*** Data for this exercise

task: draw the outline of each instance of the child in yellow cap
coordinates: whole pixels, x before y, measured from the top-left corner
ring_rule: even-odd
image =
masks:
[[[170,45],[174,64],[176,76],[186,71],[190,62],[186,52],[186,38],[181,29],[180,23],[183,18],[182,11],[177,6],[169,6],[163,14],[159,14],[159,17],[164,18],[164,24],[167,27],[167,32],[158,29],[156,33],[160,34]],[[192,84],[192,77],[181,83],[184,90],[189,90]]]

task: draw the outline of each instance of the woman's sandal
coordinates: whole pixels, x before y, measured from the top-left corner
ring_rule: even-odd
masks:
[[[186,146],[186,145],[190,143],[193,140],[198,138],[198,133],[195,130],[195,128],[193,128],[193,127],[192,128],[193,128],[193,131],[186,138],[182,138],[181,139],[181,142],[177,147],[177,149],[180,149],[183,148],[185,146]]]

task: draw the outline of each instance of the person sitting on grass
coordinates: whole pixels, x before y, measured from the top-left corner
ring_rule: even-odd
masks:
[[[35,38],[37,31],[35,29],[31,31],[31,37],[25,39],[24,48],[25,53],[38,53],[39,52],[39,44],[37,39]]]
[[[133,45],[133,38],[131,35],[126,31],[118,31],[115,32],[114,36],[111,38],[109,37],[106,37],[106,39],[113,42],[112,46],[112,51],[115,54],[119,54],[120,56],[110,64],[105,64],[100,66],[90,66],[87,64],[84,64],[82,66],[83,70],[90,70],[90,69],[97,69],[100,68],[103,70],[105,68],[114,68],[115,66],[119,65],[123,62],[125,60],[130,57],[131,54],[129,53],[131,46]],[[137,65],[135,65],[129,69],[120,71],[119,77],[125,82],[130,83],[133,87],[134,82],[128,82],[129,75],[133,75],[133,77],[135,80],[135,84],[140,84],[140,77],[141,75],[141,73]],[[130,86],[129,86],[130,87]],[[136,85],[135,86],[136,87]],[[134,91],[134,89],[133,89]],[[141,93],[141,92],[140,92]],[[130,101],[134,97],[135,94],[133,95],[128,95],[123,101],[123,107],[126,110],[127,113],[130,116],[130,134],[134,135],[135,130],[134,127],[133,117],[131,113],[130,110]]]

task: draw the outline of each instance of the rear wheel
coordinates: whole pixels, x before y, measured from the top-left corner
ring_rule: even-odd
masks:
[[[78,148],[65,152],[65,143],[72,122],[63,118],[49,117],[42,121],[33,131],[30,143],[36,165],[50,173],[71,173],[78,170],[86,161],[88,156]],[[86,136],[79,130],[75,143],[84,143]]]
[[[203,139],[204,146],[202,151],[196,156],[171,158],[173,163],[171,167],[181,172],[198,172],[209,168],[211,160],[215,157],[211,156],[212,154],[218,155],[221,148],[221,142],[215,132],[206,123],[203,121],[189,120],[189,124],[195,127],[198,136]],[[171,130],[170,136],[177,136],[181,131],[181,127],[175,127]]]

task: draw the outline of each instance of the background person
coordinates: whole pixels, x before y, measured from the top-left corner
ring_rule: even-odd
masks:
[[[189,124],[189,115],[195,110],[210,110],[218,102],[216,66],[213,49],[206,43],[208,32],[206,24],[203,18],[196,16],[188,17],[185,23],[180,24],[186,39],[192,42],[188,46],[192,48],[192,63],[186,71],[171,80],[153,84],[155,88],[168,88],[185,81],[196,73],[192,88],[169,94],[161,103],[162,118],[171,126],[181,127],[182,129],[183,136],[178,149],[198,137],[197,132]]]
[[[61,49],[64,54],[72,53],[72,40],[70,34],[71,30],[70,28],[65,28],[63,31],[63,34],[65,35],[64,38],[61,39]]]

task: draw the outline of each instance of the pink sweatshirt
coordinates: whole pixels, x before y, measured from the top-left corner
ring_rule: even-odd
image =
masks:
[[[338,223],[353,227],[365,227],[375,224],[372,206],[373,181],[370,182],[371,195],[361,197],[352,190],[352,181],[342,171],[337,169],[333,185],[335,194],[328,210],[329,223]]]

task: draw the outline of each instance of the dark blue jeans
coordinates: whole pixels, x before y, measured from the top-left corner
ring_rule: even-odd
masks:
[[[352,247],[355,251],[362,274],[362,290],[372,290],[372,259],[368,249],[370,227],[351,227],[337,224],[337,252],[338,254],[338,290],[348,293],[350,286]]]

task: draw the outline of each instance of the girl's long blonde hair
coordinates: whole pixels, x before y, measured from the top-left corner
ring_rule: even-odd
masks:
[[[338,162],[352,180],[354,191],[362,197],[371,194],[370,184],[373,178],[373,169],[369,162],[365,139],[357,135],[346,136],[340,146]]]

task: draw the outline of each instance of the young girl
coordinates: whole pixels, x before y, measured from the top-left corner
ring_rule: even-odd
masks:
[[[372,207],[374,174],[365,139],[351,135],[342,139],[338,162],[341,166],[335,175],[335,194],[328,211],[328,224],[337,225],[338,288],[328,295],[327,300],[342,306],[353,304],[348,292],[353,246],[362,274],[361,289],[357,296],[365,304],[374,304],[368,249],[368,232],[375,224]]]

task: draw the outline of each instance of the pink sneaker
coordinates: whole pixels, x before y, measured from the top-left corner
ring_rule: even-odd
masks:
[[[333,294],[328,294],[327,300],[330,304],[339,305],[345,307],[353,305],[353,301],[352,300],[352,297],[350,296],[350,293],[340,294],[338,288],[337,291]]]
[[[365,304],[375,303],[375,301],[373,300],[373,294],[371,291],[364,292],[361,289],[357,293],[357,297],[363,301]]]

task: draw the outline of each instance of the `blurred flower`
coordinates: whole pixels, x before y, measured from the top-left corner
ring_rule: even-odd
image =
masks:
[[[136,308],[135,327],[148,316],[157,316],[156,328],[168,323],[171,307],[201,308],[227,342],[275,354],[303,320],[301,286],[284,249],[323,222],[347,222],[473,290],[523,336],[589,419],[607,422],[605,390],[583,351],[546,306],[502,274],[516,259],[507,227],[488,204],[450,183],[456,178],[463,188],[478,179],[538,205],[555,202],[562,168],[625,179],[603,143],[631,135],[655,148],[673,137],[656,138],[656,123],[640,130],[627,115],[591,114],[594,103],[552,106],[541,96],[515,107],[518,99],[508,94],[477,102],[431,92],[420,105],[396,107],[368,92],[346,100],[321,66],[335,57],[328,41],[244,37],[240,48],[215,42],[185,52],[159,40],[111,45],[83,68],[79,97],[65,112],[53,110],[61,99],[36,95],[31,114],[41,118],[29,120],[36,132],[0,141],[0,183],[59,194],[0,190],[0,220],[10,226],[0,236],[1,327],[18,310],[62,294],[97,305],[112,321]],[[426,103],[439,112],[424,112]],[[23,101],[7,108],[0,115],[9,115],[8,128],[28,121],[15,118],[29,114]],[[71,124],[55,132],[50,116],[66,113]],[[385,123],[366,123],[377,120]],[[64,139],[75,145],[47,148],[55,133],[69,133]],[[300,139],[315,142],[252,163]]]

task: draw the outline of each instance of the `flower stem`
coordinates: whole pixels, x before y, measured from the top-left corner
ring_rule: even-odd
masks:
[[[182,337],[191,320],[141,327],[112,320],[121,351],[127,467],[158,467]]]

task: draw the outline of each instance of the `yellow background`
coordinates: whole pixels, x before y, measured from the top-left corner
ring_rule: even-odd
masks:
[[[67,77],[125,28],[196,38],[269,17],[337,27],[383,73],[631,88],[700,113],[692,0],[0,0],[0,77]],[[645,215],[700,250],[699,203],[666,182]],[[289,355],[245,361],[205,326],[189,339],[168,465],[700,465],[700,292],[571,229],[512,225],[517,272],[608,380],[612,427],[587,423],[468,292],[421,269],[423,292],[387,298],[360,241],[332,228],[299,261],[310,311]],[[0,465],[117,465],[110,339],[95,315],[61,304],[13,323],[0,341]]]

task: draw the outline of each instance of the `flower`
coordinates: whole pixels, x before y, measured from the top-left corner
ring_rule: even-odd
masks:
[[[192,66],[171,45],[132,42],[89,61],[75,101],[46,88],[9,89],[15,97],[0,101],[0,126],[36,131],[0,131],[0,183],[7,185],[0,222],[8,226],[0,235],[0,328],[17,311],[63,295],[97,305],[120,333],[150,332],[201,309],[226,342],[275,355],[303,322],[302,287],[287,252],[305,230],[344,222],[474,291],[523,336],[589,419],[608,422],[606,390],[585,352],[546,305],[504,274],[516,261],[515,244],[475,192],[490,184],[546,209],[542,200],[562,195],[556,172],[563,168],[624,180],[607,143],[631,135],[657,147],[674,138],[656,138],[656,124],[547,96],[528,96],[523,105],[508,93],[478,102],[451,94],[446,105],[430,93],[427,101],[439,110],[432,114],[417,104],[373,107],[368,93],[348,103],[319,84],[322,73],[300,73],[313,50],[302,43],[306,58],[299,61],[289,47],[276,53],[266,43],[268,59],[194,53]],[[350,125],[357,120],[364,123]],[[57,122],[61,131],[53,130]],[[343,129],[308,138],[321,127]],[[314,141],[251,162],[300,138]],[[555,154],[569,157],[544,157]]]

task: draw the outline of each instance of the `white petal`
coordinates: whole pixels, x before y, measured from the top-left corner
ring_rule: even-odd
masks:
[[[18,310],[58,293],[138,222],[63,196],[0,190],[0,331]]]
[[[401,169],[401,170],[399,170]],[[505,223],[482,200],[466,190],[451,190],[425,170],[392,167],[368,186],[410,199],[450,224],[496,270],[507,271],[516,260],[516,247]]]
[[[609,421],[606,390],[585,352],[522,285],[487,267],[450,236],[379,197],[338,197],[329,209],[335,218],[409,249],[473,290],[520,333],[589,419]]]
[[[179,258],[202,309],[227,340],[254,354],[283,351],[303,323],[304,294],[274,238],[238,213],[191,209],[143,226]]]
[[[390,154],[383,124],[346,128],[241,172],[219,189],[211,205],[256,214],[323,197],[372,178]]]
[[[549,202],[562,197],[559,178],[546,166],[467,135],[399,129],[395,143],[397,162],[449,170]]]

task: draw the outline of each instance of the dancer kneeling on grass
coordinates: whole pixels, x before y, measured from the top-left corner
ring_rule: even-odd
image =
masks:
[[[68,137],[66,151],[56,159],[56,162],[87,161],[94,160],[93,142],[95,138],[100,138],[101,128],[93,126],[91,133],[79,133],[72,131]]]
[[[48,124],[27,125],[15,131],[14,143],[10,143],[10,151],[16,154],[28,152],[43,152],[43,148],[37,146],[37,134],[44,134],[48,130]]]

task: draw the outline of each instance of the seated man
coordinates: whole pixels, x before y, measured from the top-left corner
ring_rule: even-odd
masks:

******

Task goal: Reproduce verbatim the lines from the line containing "task: draw the outline of each instance of the seated" through the end of the material, both ends included.

Task solution:
task: draw the outline of each instance of the seated man
coordinates: whole pixels, x before y, measured from the top-left corner
ring_rule: even-odd
masks:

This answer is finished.